- **INSTRUÇÕES DO EXERCÍCIO**:
[A] No texto sobre a militância de mães, de quais lugares eram os grupos com que se trabalhou?
[B] Prolongue o texto sobre a militância de mães a partir da última frase apresentada.

- **DOCUMENTO**:
○ ○ ○ ○ ○ ○ ○

Analiso aqui mais especificamente a militância de mães3 que perderam seus

filhos há muito tempo, “os desaparecimentos de longa duração” (Oliveira, 2012), e que

praticam a ação política como uma forma de ajudar outras pessoas, mas também

indiretamente a si mesmas na medida em que se valem de rituais de elaboração do

sofrimento que amenizam sua dor e lutam por superar os obstáculos que cercam a busca

de seus filhos. Para tanto, utilizo da observação participante em redes sociais e eventos

relacionados à causa, bem como de entrevistas semiestruturadas com familiares,

policiais, voluntários e outros agentes ligados ao tema. Trabalhei especificamente com

grupos de São Paulo, Curitiba e Santa Catarina, sendo que as reflexões elaboradas neste

trabalho expressam a realidade do problema nestes estados, mas também iluminam o

panorama nacional.

○ ○ ○ ○ ○ ○ ○

- **DADOS FORNECIDOS**:
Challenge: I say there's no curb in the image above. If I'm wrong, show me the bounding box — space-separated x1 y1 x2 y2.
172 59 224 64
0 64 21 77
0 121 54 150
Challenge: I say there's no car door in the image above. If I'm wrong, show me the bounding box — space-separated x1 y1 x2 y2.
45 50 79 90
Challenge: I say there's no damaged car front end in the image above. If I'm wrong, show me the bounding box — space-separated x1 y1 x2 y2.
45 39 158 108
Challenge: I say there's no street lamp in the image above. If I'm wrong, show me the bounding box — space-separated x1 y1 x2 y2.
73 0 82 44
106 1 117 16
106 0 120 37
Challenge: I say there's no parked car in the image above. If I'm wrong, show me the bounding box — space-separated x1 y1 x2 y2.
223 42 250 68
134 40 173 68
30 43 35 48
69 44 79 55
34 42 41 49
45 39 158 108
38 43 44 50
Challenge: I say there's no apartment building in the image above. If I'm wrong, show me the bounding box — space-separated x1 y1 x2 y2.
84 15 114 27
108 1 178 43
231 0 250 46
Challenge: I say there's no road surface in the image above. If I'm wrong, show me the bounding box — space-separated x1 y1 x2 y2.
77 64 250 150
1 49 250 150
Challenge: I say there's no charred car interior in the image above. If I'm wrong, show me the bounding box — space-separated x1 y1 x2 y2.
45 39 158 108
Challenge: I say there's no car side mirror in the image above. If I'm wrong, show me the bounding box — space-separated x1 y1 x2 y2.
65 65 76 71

○ ○ ○ ○ ○ ○ ○

- **RESPOSTAS ESPERADAS**:
[A] São Paulo, Curitiba e Santa Catarina.

[B]
Apesar de se constituírem em uma minoria diante do número elevado de famílias

que vivenciam o desaparecimento, os familiares que inscrevem o sofrimento decorrente

do desaparecimento como um problema político expressam a experiência de muitos

destes na interlocução com a sociedade como um todo. Cabe ressaltar que a inscrição do

sofrimento na esfera pública demanda um aprendizado compartilhado acerca das formas

legítimas e reconhecidas de levantar a questão. Mesmo que o sofrimento e a sua

politização sejam dimensões diferentes do mesmo problema (e que uma experiência não

leve necessariamente à outra), utilizo a experiência destas mães como representativos do

tratamento ao problema no Brasil.

2 Entretanto, é necessário admitir que estas distinções não excluem a possibilidade de que um

desaparecimento “civil” seja mais tarde entendido como desaparecimento “forçado”, como em alguns

casos se supõe. A delimitação é importante na medida em que o termo desaparecimento está associado na

literatura acadêmica à discussão sobre os desaparecimentos políticos. Apenas por um recorte

metodológico reduzo a discussão aos casos de desaparecidos civis. 3 Embora seja possível encontrar alguns casos de pais no espaço público, como veremos estes são menos

comuns e, por outro lado, menos legítimos para representar uma ideia de família.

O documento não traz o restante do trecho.